Every entry should be copied exactly, with nothing added or dropped.

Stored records
+++++
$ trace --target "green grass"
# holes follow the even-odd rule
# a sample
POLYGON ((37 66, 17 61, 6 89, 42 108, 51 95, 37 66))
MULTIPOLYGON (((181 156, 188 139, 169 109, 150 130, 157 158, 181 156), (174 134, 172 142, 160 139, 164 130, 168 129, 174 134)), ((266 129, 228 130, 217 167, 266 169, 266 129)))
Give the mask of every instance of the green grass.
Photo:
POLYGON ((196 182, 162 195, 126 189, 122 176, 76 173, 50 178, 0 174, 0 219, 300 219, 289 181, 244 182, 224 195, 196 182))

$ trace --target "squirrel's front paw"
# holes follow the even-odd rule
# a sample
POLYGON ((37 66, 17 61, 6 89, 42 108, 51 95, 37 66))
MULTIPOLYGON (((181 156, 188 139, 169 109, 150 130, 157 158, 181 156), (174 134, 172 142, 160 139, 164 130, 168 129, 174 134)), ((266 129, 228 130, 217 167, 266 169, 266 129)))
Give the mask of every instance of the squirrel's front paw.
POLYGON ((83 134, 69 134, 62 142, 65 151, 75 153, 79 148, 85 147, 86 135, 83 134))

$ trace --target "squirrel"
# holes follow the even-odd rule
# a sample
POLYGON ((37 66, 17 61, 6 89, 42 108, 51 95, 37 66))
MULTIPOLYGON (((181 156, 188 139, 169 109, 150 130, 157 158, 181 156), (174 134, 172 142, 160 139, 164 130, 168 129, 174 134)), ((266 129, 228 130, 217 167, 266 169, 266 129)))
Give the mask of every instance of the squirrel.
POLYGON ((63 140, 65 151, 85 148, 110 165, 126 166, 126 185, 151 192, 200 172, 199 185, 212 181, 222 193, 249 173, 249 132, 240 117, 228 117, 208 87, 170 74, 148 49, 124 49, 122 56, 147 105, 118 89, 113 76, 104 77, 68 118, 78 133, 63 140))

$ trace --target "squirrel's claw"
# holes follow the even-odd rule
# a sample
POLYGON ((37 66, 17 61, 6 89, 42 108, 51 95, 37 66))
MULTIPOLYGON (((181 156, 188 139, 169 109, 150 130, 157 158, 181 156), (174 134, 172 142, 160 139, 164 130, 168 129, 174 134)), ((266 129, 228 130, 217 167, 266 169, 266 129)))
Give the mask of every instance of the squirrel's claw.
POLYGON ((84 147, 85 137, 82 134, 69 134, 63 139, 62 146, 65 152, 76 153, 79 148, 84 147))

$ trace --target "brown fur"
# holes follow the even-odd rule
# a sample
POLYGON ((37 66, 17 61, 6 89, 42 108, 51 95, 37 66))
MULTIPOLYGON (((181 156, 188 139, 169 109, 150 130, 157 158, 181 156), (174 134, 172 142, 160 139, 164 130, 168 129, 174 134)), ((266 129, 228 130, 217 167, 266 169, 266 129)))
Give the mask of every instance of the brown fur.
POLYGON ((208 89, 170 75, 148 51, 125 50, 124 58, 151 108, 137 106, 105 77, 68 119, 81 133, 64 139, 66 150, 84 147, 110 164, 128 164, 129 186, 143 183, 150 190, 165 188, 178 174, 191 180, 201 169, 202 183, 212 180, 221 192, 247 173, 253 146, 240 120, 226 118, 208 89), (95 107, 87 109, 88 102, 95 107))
+++++
Result of the task:
$ trace --target "green grass"
# holes follow the even-odd rule
# a sample
POLYGON ((37 66, 17 61, 6 89, 42 108, 51 95, 37 66))
MULTIPOLYGON (((181 156, 188 139, 169 109, 150 130, 157 158, 181 156), (174 134, 172 142, 160 139, 164 130, 168 129, 174 134)), ((266 129, 228 130, 217 167, 266 169, 266 129)))
Give the mask of every instance of the green grass.
Photo:
POLYGON ((196 182, 162 195, 126 189, 122 176, 76 173, 50 178, 0 174, 0 219, 300 219, 289 181, 244 182, 224 195, 196 182))

$ trace --target "squirrel's front paw"
# holes follow the even-odd rule
# a sample
POLYGON ((37 66, 17 61, 6 89, 42 108, 51 95, 37 66))
MULTIPOLYGON (((181 156, 188 139, 169 109, 150 130, 157 158, 181 156), (174 134, 172 142, 160 139, 164 130, 168 129, 174 134)), ((266 129, 228 130, 217 167, 266 169, 266 129)))
Give the mask of every instance of the squirrel's front paw.
POLYGON ((83 134, 69 134, 62 142, 65 151, 75 153, 79 148, 85 147, 86 135, 83 134))

$ trace --target "squirrel"
# holes follow the even-odd rule
# a sample
POLYGON ((37 66, 17 61, 6 89, 42 108, 51 95, 37 66))
MULTIPOLYGON (((181 156, 188 139, 169 109, 150 130, 157 158, 181 156), (174 134, 172 142, 160 139, 164 130, 168 129, 174 134)), ((266 129, 228 130, 217 167, 266 169, 266 129)))
Give the mask of every instance of the squirrel.
POLYGON ((63 140, 65 151, 85 148, 110 165, 126 166, 126 185, 151 192, 200 172, 199 185, 212 181, 222 193, 249 173, 249 132, 240 117, 228 117, 208 87, 170 74, 148 49, 124 49, 122 56, 147 105, 118 89, 113 76, 104 77, 68 118, 78 133, 63 140))

$ trace --target "squirrel's claw"
# holes follow the even-odd rule
# a sample
POLYGON ((37 66, 17 61, 6 89, 42 108, 51 95, 37 66))
MULTIPOLYGON (((181 156, 188 139, 169 109, 150 130, 157 158, 181 156), (174 134, 172 142, 160 139, 164 130, 168 129, 174 134)), ((266 129, 228 130, 217 167, 266 169, 266 129)))
Give the mask of every instance of the squirrel's claw.
POLYGON ((84 147, 85 137, 82 134, 69 134, 63 139, 62 146, 65 152, 76 153, 79 148, 84 147))

$ trace --target "brown fur"
# holes follow the even-odd rule
# a sample
POLYGON ((37 66, 17 61, 6 89, 42 108, 51 95, 37 66))
MULTIPOLYGON (((181 156, 188 139, 169 109, 150 130, 157 158, 181 156), (174 134, 172 142, 160 139, 164 130, 168 129, 174 134)), ((266 129, 228 130, 217 167, 266 169, 266 129)))
Give the mask of every instance of the brown fur.
POLYGON ((208 89, 170 75, 148 51, 125 50, 124 58, 151 108, 137 106, 105 77, 68 119, 81 133, 64 139, 66 150, 84 147, 110 164, 128 164, 129 186, 143 183, 150 190, 165 188, 178 174, 191 180, 201 169, 202 183, 212 180, 221 192, 247 173, 253 146, 240 120, 226 118, 208 89), (95 107, 87 109, 88 102, 95 107))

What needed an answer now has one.